§ DIRECTIVE: Pull out each line below that contains the word "large".

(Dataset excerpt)
####

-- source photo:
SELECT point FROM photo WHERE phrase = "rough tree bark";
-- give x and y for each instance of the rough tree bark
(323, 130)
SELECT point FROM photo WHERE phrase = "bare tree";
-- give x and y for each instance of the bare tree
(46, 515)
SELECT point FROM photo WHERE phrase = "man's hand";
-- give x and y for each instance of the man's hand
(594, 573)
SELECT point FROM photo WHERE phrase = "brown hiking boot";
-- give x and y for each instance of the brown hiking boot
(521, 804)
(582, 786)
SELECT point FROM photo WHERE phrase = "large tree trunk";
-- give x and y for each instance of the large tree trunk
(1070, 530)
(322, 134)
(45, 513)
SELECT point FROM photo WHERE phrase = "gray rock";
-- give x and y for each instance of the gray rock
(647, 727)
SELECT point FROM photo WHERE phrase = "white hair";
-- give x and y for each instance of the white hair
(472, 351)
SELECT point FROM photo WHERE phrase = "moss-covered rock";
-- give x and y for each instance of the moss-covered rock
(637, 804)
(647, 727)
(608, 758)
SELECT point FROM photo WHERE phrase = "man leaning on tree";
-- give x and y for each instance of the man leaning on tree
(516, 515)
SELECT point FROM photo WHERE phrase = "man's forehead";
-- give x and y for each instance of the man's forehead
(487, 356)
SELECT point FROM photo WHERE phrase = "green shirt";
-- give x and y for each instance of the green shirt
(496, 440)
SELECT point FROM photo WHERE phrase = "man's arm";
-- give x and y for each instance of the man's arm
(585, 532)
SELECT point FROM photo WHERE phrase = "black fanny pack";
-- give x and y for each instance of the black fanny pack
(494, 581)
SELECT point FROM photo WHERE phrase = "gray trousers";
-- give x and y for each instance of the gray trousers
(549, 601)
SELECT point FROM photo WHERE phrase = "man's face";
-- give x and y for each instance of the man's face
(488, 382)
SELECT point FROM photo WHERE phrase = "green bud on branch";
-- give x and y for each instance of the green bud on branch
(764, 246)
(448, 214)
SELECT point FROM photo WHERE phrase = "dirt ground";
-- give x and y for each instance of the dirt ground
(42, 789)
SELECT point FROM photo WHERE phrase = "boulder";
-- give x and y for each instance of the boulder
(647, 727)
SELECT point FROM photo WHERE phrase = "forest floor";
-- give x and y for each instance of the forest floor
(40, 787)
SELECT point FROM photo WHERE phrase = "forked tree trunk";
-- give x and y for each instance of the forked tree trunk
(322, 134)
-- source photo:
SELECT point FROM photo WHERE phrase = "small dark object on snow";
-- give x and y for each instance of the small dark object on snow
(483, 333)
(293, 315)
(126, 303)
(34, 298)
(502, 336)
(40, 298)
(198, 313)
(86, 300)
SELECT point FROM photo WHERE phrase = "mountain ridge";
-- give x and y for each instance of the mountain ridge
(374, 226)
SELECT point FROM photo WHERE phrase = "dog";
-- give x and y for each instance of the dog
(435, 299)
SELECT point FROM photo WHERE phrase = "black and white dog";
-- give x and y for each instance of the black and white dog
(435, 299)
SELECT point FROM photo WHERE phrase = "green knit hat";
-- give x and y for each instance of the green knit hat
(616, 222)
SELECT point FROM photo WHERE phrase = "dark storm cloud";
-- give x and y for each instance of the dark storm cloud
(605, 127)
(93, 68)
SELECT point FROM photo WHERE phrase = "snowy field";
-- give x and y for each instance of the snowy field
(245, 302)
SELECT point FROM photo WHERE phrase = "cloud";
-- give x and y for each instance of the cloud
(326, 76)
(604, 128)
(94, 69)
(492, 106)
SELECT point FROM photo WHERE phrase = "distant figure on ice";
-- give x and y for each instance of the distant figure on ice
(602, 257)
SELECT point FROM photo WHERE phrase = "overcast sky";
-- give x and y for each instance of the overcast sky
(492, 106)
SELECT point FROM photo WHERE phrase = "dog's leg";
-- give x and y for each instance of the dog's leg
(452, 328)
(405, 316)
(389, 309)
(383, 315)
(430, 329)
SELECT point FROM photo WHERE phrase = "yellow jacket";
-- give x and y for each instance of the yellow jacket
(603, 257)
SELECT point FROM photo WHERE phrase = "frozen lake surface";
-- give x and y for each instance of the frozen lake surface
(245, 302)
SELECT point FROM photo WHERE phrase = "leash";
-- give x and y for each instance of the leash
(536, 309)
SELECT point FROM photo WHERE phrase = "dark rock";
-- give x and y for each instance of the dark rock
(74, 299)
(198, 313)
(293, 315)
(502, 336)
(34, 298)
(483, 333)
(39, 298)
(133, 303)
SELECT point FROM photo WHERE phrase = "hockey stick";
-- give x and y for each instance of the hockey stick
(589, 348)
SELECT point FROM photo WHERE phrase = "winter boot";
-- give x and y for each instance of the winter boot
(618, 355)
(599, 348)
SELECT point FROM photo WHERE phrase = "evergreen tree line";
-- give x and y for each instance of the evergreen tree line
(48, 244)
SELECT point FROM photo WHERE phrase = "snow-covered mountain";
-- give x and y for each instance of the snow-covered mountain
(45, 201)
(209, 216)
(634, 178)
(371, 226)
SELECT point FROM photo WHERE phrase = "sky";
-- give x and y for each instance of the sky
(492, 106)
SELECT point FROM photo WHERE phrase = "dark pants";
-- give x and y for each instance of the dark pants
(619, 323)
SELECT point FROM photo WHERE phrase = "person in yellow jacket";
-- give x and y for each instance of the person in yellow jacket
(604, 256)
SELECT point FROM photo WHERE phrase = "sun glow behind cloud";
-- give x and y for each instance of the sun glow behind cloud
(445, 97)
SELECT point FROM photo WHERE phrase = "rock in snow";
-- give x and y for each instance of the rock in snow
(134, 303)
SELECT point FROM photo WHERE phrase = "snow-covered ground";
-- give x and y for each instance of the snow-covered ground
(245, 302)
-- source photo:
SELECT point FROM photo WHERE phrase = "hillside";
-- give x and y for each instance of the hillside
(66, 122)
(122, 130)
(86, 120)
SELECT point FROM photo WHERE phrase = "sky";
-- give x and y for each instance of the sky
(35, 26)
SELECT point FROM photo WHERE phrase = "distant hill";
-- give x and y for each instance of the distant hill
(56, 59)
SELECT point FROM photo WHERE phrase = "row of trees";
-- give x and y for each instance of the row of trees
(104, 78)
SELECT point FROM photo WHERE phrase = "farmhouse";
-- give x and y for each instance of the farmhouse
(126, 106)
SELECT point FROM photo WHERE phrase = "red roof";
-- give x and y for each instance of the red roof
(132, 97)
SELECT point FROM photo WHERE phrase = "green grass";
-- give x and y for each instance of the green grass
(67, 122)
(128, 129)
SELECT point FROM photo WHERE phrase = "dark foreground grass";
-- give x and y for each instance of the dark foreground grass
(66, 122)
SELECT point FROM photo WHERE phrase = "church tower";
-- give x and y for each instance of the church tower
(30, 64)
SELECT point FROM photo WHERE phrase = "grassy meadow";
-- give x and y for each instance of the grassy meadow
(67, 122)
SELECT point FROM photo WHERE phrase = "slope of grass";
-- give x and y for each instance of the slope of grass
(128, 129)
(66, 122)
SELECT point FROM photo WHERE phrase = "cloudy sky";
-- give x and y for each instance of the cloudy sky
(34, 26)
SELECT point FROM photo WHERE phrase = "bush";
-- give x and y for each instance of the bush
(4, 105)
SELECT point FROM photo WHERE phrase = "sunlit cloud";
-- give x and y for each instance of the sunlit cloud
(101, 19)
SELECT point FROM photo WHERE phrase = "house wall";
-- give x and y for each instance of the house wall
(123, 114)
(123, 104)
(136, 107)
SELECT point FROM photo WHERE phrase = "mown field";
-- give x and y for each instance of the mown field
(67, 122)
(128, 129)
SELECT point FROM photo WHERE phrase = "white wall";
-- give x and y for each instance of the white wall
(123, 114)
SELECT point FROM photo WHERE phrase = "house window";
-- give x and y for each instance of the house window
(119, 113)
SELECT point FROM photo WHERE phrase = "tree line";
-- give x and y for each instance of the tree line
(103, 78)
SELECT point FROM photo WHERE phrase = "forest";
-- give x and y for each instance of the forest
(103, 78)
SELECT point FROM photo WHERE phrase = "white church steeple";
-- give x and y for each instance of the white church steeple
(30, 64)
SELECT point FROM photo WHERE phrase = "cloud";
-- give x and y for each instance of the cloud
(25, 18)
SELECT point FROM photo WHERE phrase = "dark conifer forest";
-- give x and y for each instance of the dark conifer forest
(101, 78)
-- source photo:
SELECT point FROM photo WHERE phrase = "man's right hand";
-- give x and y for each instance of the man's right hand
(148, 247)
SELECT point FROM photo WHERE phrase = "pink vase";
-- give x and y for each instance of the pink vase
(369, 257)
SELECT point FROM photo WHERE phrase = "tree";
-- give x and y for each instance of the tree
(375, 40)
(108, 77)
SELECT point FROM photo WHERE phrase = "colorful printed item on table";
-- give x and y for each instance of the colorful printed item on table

####

§ THE OUTPUT:
SELECT point FROM photo WHERE phrase = "large tree trunk";
-- give x and y for each instance of the large tree trunk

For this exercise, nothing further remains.